BEGIN Text under study
Pros and cons of artificial intelligence
Published 6:27 pm Wednesday, May 3, 2023
It seems everywhere I look these days I am seeing articles about the potential, and palpable fear, of Artificial Intelligence. Everyone, from Elon Musk (yeah, I know) to the former ‘Godfather of AI Technology’ at Google, Geoffrey Hinton, who recently resigned in order to “speak freely” and publicly warn what he feels to be the danger that lies ahead for the world.
Good morning! How are ya? Eat some fruit, it’ll help your digestion as you read further.
Hinton, by the way, has expressed remorse over his work yet consoles himself by saying that had he not developed the technology “someone else would have.”
Now, you and I and everyone else that reads this column have already experienced and used, often with little thought, artificial intelligence in our everyday lives: we use the self-scanners at the grocery store, we pump our own gas and on my recent trip abroad, no longer are there human beings to take your passport and ask you a few, curt questions, but rather, my face was scanned for facial recognition to see if it matched my scanned passport photo. That was it for customs. No wait whatsoever. Convenient? You bet! Scary? Oh, heck yeah.
END Text under study
BEGIN Data section
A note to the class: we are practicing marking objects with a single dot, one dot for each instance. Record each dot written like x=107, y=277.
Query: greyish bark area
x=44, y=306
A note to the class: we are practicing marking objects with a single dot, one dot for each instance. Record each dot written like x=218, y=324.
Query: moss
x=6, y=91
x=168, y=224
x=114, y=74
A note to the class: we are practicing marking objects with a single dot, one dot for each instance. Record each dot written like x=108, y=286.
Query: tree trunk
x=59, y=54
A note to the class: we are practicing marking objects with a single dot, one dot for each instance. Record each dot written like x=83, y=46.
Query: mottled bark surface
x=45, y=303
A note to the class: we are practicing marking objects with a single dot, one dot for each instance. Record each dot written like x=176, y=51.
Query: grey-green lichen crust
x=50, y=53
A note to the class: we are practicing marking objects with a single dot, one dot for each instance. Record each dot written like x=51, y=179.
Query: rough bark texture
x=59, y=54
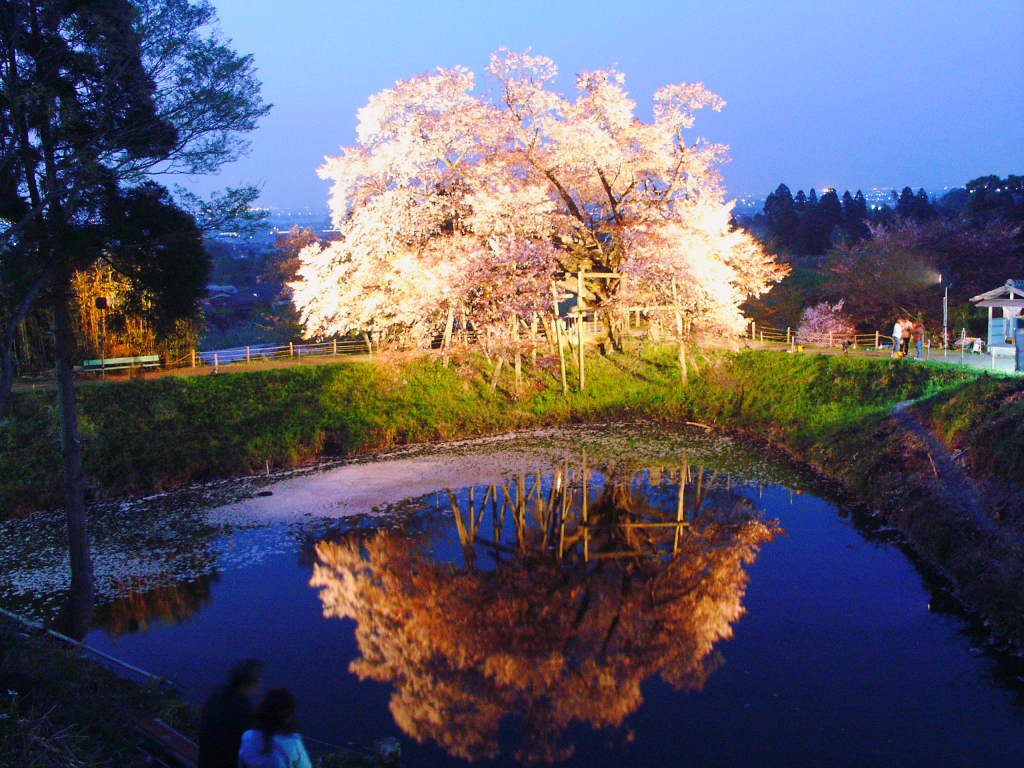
END Data section
## Task goal
Continue the column on the pros and cons of artificial intelligence, picking up after its last paragraph. The items have nothing to do with the work here.

## Output for this task
In various interviews, Mr. Hinton has expressed concerns about the potential of AI to eliminate jobs (already it’s been reported to expect a loss of 85 million jobs around the world in the next 5-10 years as everything from waitresses, post office employees and even accountants will be phased out). And quite like the film, ’The Matrix,’ Hinton warns of a world that many “will not be able to know what is true anymore.” Because, Hinton explains, the capacity of AI to create convincing false images and texts.
“It is hard to see how you can prevent the bad actors from using it for bad things.”
His biggest surprise was the speed of AI advancement, which is far beyond what he and other developers had anticipated.
“The idea that this stuff could actually get smarter than people— a few people believed that,” Hinton said. “But most people thought it was a long way off. And I thought it was a long way off. I thought it was 30 to 50 years or even longer away. Obviously, I no longer think that.”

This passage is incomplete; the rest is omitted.